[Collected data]

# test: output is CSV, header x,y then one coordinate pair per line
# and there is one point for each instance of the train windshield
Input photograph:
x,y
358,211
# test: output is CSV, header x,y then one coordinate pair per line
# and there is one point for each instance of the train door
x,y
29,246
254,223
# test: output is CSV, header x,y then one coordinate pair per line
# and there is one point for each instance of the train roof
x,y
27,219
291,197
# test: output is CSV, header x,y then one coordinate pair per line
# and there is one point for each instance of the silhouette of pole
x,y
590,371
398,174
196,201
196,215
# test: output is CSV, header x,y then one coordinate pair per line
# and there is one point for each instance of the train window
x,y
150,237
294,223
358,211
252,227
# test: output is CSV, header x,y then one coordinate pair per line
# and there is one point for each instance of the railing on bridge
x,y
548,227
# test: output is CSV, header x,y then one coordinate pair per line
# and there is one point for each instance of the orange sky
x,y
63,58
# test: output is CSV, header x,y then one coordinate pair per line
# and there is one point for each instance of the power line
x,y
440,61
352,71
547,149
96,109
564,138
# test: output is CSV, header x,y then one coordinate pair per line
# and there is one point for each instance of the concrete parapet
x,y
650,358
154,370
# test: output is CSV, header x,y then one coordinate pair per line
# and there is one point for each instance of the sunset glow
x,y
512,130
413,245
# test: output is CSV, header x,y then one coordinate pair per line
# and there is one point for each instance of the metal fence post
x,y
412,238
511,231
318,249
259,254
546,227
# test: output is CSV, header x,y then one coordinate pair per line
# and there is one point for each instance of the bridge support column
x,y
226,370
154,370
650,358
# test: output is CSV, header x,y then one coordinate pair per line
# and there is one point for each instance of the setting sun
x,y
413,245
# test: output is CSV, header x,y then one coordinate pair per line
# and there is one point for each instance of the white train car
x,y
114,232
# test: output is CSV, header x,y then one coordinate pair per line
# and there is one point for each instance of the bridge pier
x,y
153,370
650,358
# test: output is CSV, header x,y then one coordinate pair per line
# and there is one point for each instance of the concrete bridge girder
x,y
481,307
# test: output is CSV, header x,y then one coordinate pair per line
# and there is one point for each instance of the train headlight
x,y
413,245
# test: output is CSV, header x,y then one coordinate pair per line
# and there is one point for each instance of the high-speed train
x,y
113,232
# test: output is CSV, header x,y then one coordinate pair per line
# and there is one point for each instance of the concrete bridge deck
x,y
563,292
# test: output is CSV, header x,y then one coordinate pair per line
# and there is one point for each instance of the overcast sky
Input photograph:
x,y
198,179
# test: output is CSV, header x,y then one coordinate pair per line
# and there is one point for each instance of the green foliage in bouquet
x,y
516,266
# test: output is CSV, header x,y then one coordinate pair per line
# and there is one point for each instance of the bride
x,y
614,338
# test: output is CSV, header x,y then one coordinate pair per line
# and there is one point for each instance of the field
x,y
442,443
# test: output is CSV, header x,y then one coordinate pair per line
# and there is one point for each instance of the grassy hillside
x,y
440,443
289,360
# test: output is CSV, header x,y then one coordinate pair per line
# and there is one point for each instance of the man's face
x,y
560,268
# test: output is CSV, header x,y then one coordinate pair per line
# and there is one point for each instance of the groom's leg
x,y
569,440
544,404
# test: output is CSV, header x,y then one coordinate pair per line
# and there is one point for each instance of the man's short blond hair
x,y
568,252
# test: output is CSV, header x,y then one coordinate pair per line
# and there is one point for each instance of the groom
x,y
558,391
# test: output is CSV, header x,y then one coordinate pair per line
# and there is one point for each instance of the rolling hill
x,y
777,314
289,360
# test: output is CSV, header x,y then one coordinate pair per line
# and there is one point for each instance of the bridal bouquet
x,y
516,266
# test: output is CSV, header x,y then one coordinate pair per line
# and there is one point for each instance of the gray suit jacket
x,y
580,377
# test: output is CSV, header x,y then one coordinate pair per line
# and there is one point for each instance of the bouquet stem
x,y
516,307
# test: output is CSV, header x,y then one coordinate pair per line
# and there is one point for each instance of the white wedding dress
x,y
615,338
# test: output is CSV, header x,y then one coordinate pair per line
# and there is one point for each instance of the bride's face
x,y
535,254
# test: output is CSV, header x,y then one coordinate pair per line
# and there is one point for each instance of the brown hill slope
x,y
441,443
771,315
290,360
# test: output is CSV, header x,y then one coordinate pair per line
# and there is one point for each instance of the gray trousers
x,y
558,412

▶ _PROBLEM TO SOLVE_
Output all entries exactly as given above.

▶ _OUTPUT OF THE EXERCISE_
# test: output is CSV, header x,y then one coordinate pair per line
# and there is one point for each instance of the train windshield
Input photograph:
x,y
358,211
# test: output is CSV, header x,y then one coordinate pair per line
# and there is one point for each instance of the train door
x,y
29,246
254,223
# test: output is CSV, header x,y then one coordinate pair per line
# and there is one point for each instance of the train roof
x,y
27,219
291,197
# test: output is CSV, header x,y then one coordinate pair per line
# and there is one point for each instance of the silhouette of pole
x,y
590,371
398,174
196,201
196,215
# test: output is CSV, header x,y then one coordinate pair per line
# and there is one point for each instance of the train window
x,y
150,237
294,223
358,211
252,227
# test: output is CSV, header x,y then one coordinate pair per line
# and there is one point for each instance of the railing on bridge
x,y
548,227
# test: output is CSV, header x,y then one coordinate pair per line
# and there is one point for each instance of the orange sky
x,y
63,58
# test: output is CSV, header x,y then one coordinate pair per line
# and there is one point for each instance of the power line
x,y
440,61
352,71
547,149
96,109
564,138
# test: output is CSV, header x,y then one coordinate pair per line
# and there is one point for each instance of the concrete parapet
x,y
650,358
154,370
# test: output is CSV, header x,y then one coordinate pair per line
# and there is one point for each instance of the sunset glow
x,y
512,130
413,245
# test: output is CSV, header x,y then one coordinate pair per line
# and there is one point for each instance of the metal fence post
x,y
412,238
511,231
318,249
259,254
546,227
# test: output is CSV, header x,y then one coordinate pair per line
# and there is one point for each instance of the bridge support column
x,y
226,370
154,370
650,358
# test: output is CSV, header x,y then one coordinate pair per line
# and there is one point for each instance of the setting sun
x,y
413,245
# test: output is CSV, header x,y then one coordinate pair per line
# and there is one point for each instance of the white train car
x,y
114,232
# test: output is CSV, header x,y then one coordinate pair per line
# and there is one point for each instance of the bridge pier
x,y
153,370
650,358
# test: output is CSV, header x,y then one coordinate pair per line
# and there is one point for each instance of the concrete bridge girder
x,y
481,307
# test: output is CSV, header x,y then one coordinate pair per line
# and there is one point for each instance of the train headlight
x,y
413,245
# test: output is CSV, header x,y then one coordinate pair per line
# and there is one point for each instance of the high-speed train
x,y
113,232
# test: output is CSV, header x,y then one coordinate pair per line
# and there is one point for each instance of the concrete bridge deck
x,y
563,292
# test: output is CSV, header x,y then one coordinate pair per line
# and there is one point for each instance of the overcast sky
Input photograph:
x,y
198,179
# test: output is CSV, header x,y then one coordinate pair per line
# and there is one point for each instance of the green foliage in bouquet
x,y
516,266
# test: output is CSV, header x,y then one coordinate pair per line
# and there is one point for each instance of the bride
x,y
614,338
# test: output is CSV, header x,y then one coordinate pair per line
# and there is one point for each instance of the field
x,y
442,443
# test: output is CSV, header x,y then one coordinate pair per line
# and there is one point for each instance of the grassy hillside
x,y
440,443
289,360
# test: output is CSV, header x,y then one coordinate pair per line
# and there is one point for each instance of the man's face
x,y
560,268
# test: output is CSV, header x,y then one coordinate pair per line
# and there is one point for each instance of the groom's leg
x,y
569,440
544,404
# test: output is CSV, header x,y then one coordinate pair per line
# and there is one point for each instance of the man's short blond hair
x,y
568,252
# test: output is CSV, header x,y then one coordinate pair per line
# and there is one point for each instance of the groom
x,y
558,391
# test: output is CSV, header x,y then one coordinate pair per line
# and there is one point for each instance of the rolling hill
x,y
777,314
289,360
# test: output is CSV, header x,y then one coordinate pair per line
# and there is one point for each instance of the bridal bouquet
x,y
516,266
# test: output is CSV, header x,y then one coordinate pair per line
# and there is one point for each instance of the gray suit jacket
x,y
580,377
# test: output is CSV, header x,y then one coordinate pair per line
# and there is one point for each instance of the bouquet stem
x,y
516,307
# test: output is CSV, header x,y then one coordinate pair per line
# and there is one point for each instance of the white wedding dress
x,y
615,338
# test: output is CSV, header x,y then one coordinate pair per line
# and there is one point for each instance of the bride's face
x,y
535,254
# test: output is CSV, header x,y then one coordinate pair per line
# and there is one point for each instance of the brown hill slope
x,y
441,443
771,315
290,360
# test: output is CSV, header x,y then one coordinate pair per line
# and there is one point for each instance of the gray trousers
x,y
558,412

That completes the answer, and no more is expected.